TEXTE À LIRE>
::::

Florian Huvier est journaliste pour BFMTV au pôle vidéo et web. Depuis le mois d’avril 2019, il s’intéresse chaque semaine à un rappeur français émergent dans son émission « Tu connais ? ». À 24 ans, il fait partie de la jeune génération qui invite l’univers du rap à la table des médias généralistes. Alors que BFMTV cherche à se faire sa place sur les réseaux sociaux, il en profite pour proposer à sa rédaction d’animer une chronique web hebdomadaire pour parler rap. L’émission : « Tu connais ? » est née. La règle est simple : présenter des rappeurs francophones qui montent en puissance. La place est réservée aux artistes n’ayant pas encore décroché de disque d’or. Depuis la première émission sur le groupe 13 Block, vingt autres épisodes ont été tournés.
Comment es-tu parvenu à imposer une émission rap hebdomadaire sur le web à BFMTV ?
BFM à la télé n’a pas une bonne image auprès des jeunes. Il fallait donc trouver quelque chose qui les intéresse sur le web. Quand j’ai proposé le projet, le rap était déjà la musique la plus écoutée en France mais les médias n’en avaient pas encore conscience. À la rédaction, il y avait de plus en plus de trentenaires qui connaissaient, mais qui n’écoutaient pas forcément.
J’étais le seul à avoir la vingtaine et à pouvoir comprendre ma génération. Ils m’ont fait confiance. Ce qui me plaît, c’est de pouvoir choisir librement l’artiste dont je vais parler. Quoi qu’il arrive, je suis le seul à parler rap à la rédaction donc personne ne va débarquer avec un artiste peu connu et me dire : « Tu vois, là, celui-là, tu devrais en faire quelque chose » (rires). C’est impossible.
Comment parler rap lorsqu’on est un média généraliste ?
Je ne veux pas m’inventer spécialiste du rap. Il y a des gens beaucoup plus calés. Mon objectif, c’est de donner des pistes assez larges pour ouvrir le rap à un autre public. L’émission reste plutôt destinée aux jeunes, ce qui explique qu’elle soit aussi diffusée sur Snapchat (tous les samedis à 10h, ndlr).

::::

DONNÉES RÉPERTORIÉES>
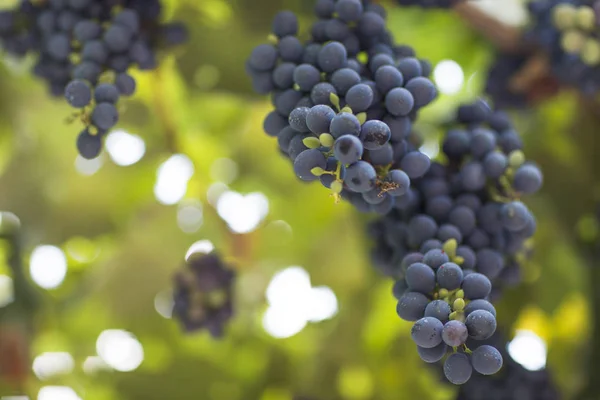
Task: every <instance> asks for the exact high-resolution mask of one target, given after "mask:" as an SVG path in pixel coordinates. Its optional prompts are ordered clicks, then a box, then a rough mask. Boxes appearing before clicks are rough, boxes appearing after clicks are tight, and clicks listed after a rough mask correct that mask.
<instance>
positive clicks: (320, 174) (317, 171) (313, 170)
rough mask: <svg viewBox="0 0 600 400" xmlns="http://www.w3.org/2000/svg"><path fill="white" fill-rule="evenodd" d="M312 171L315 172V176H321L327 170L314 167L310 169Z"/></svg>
mask: <svg viewBox="0 0 600 400" xmlns="http://www.w3.org/2000/svg"><path fill="white" fill-rule="evenodd" d="M310 173H311V174H313V175H314V176H321V175H323V173H325V170H324V169H323V168H321V167H314V168H313V169H311V170H310Z"/></svg>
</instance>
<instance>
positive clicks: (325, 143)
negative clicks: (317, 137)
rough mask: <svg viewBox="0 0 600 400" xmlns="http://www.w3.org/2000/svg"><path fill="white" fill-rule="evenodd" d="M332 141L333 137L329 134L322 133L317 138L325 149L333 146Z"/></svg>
mask: <svg viewBox="0 0 600 400" xmlns="http://www.w3.org/2000/svg"><path fill="white" fill-rule="evenodd" d="M334 140H335V139H334V138H333V136H331V135H330V134H329V133H322V134H321V135H320V136H319V141H320V142H321V144H322V145H323V146H325V147H331V146H333V142H334Z"/></svg>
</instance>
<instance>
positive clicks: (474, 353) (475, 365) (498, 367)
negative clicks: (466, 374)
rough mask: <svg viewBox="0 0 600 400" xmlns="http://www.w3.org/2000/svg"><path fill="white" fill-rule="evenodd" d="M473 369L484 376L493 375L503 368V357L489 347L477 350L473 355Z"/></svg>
mask: <svg viewBox="0 0 600 400" xmlns="http://www.w3.org/2000/svg"><path fill="white" fill-rule="evenodd" d="M471 363H472V364H473V369H475V371H477V372H479V373H480V374H482V375H493V374H495V373H497V372H498V371H500V369H501V368H502V364H503V361H502V355H501V354H500V352H499V351H498V350H496V349H495V348H494V347H492V346H489V345H482V346H479V347H478V348H476V349H475V350H474V351H473V354H471Z"/></svg>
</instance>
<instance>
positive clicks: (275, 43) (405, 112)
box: [246, 0, 437, 214]
mask: <svg viewBox="0 0 600 400" xmlns="http://www.w3.org/2000/svg"><path fill="white" fill-rule="evenodd" d="M315 14H316V16H317V17H318V18H319V20H318V21H317V22H315V23H314V24H313V26H312V29H311V39H310V40H309V41H308V42H306V43H304V44H303V43H302V42H301V41H300V40H299V39H298V38H297V36H296V34H297V31H298V22H297V18H296V16H295V15H294V14H293V13H291V12H289V11H282V12H280V13H279V14H277V15H276V17H275V18H274V20H273V25H272V28H273V29H272V30H273V35H272V37H273V39H274V41H276V43H275V44H262V45H259V46H258V47H256V48H255V49H254V50H253V51H252V54H251V55H250V58H249V60H248V62H247V65H246V70H247V72H248V73H249V75H250V76H251V78H252V82H253V86H254V88H255V90H256V91H257V92H258V93H261V94H267V93H270V94H271V98H272V102H273V105H274V106H275V110H274V111H272V112H271V113H269V114H268V115H267V117H266V118H265V121H264V130H265V131H266V133H267V134H268V135H270V136H275V137H277V140H278V144H279V148H280V151H281V153H282V154H284V155H285V156H286V157H288V158H289V159H290V160H291V161H292V162H293V166H294V171H295V173H296V175H297V176H298V177H299V178H300V179H301V180H303V181H316V180H320V182H321V183H322V184H323V186H325V187H327V188H329V189H331V190H332V192H333V194H334V195H335V196H336V198H339V197H343V198H346V199H348V200H349V201H350V202H351V203H352V204H354V205H356V206H357V208H358V209H359V210H361V211H375V212H378V213H380V214H386V213H388V212H389V211H390V210H391V209H392V207H393V206H394V204H395V203H396V201H397V199H400V198H402V197H403V196H404V195H405V194H406V192H407V190H408V188H409V186H410V180H411V179H417V178H420V177H422V176H423V175H424V174H425V173H426V172H427V170H428V169H429V166H430V160H429V158H428V157H427V156H426V155H425V154H423V153H421V152H419V151H418V150H417V149H416V148H415V146H413V145H411V144H410V143H409V140H407V139H409V138H410V135H411V131H412V123H413V121H414V120H415V119H416V118H417V114H418V111H419V109H421V108H422V107H424V106H426V105H428V104H429V103H431V102H432V101H433V100H434V99H435V98H436V96H437V91H436V88H435V86H434V85H433V83H432V82H431V81H430V80H429V79H428V78H427V77H428V76H429V74H430V73H431V65H430V64H429V63H428V62H427V61H425V60H419V59H417V58H416V57H415V53H414V51H413V49H412V48H410V47H408V46H402V45H396V44H394V42H393V40H392V38H391V35H390V33H389V32H388V31H387V30H386V26H385V11H384V10H383V8H381V7H380V6H378V5H376V4H371V3H370V2H369V1H365V0H363V1H360V0H335V1H334V0H317V1H316V4H315Z"/></svg>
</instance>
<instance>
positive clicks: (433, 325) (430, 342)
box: [410, 317, 444, 349]
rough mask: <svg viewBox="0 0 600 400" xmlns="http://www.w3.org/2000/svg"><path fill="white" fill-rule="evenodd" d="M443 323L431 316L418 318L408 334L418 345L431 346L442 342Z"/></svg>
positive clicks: (435, 346) (417, 344)
mask: <svg viewBox="0 0 600 400" xmlns="http://www.w3.org/2000/svg"><path fill="white" fill-rule="evenodd" d="M443 328H444V326H443V324H442V323H441V322H440V321H439V320H437V319H435V318H432V317H424V318H421V319H419V320H418V321H417V322H415V324H414V325H413V327H412V329H411V331H410V335H411V337H412V339H413V340H414V342H415V343H416V344H417V346H419V347H423V348H427V349H430V348H433V347H436V346H438V345H439V344H440V343H442V329H443Z"/></svg>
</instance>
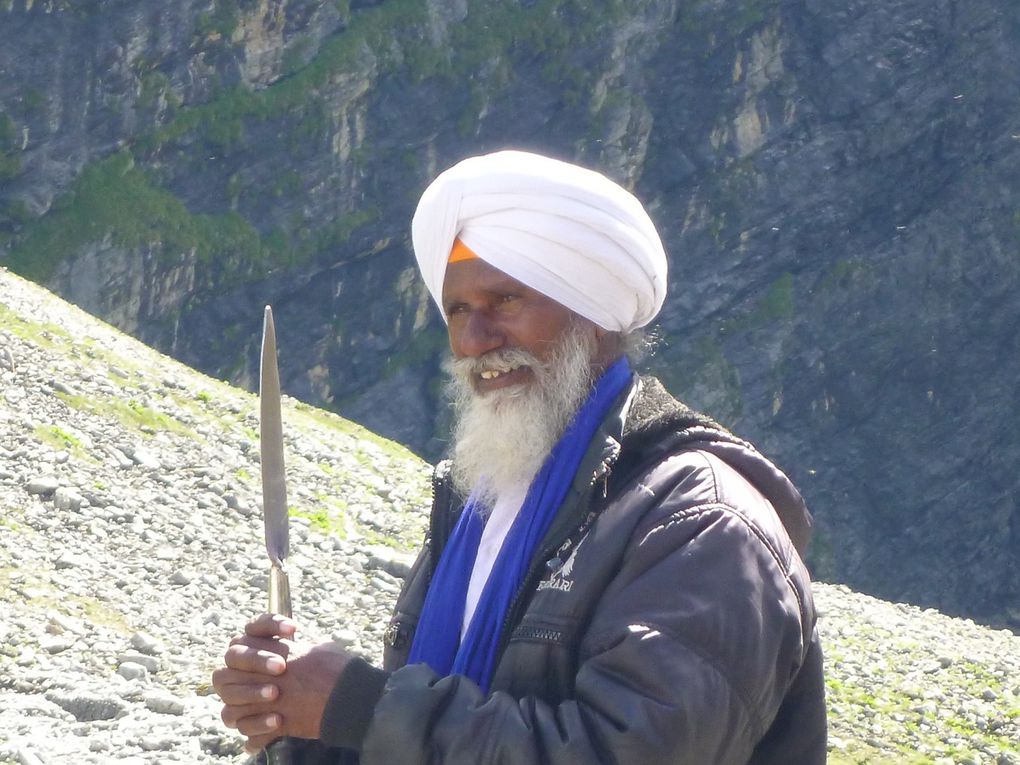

::::

LISTE DES TÂCHES>
[A] Recopiez un passage de l'entretien avec Florian Huvier : commencez aux mots "Comment es-tu parvenu" et arrêtez-vous après les mots "n’écoutaient pas forcément.".
[B] D'après l'entretien avec Florian Huvier, sur quel réseau l'émission est-elle aussi diffusée chaque samedi à 10h ?
[C] Les affirmations suivantes concordent-elles avec l'entretien avec Florian Huvier ? Répondez par oui ou non et citez les mots du texte qui tranchent.
(i) Florian Huvier a 24 ans.
(ii) L'émission accueille des artistes ayant déjà obtenu un disque d'or.
(iii) Florian Huvier se présente comme un spécialiste du rap.
Les données ne sont pas nécessaires.

RÉPONSES PAR NUMÉRO>
[A]
Comment es-tu parvenu à imposer une émission rap hebdomadaire sur le web à BFMTV ?
BFM à la télé n’a pas une bonne image auprès des jeunes. Il fallait donc trouver quelque chose qui les intéresse sur le web. Quand j’ai proposé le projet, le rap était déjà la musique la plus écoutée en France mais les médias n’en avaient pas encore conscience. À la rédaction, il y avait de plus en plus de trentenaires qui connaissaient, mais qui n’écoutaient pas forcément.

[B] Sur Snapchat.

[C]
(i) Oui : « À 24 ans, il fait partie de la jeune génération qui invite l’univers du rap à la table des médias généralistes. »
(ii) Non : « La place est réservée aux artistes n’ayant pas encore décroché de disque d’or. »
(iii) Non : « Je ne veux pas m’inventer spécialiste du rap. »